_Data section_.
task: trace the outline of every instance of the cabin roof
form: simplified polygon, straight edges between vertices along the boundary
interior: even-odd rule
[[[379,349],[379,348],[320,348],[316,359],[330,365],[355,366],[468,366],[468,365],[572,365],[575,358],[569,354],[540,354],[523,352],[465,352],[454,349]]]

---

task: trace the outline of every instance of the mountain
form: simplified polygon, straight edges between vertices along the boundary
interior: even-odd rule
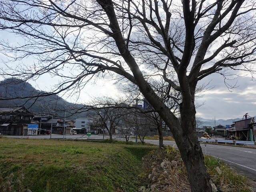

==

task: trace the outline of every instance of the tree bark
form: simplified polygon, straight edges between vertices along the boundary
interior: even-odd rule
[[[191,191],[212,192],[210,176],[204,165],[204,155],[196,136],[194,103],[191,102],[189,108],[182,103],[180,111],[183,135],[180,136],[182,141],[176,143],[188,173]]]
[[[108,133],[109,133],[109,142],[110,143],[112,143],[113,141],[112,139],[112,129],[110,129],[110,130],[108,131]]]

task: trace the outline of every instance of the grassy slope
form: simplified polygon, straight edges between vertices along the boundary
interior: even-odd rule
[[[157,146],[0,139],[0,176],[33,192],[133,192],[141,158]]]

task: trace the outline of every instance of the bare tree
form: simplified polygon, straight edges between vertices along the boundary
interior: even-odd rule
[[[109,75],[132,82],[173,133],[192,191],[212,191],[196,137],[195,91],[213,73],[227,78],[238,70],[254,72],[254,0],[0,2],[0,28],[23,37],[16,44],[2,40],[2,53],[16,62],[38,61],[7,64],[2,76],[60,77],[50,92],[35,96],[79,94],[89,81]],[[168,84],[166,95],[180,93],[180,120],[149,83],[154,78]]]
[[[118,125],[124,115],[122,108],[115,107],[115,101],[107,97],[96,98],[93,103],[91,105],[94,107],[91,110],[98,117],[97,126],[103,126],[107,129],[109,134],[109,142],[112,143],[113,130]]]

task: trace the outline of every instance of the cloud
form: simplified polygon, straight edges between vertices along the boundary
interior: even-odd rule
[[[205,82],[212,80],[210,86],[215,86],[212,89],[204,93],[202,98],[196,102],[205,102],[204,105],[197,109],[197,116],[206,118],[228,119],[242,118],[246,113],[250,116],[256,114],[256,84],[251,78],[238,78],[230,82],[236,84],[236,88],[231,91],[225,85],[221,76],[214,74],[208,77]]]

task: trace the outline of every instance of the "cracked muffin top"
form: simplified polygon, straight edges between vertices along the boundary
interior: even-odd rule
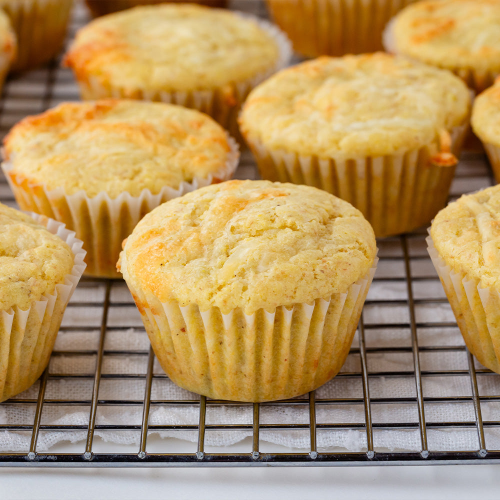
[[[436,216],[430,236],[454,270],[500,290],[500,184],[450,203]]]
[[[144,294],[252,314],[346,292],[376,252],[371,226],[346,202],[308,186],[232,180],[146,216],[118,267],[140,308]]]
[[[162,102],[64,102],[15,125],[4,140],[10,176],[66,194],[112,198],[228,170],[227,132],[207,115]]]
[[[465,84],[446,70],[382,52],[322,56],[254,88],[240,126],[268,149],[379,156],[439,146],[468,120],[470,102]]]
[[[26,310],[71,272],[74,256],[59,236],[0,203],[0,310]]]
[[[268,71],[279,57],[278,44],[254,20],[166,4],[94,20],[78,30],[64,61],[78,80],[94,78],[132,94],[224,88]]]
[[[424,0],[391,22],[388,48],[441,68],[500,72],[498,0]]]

_Objective_. Please put the material from the line with "task: trace the outline of every instance of the grassy" up to and including the line with "[[[157,146],[0,139],[0,176],[33,192],[133,192],[141,158]]]" into a JSON list of strings, one string per line, with blank lines left out.

_Solved exercise_.
[
  "task: trace the outline of every instance of the grassy slope",
  "form: simplified polygon, straight edges between vertices along the boundary",
  "interior: even-odd rule",
  "[[[157,146],[0,139],[0,176],[33,192],[133,192],[141,158]]]"
]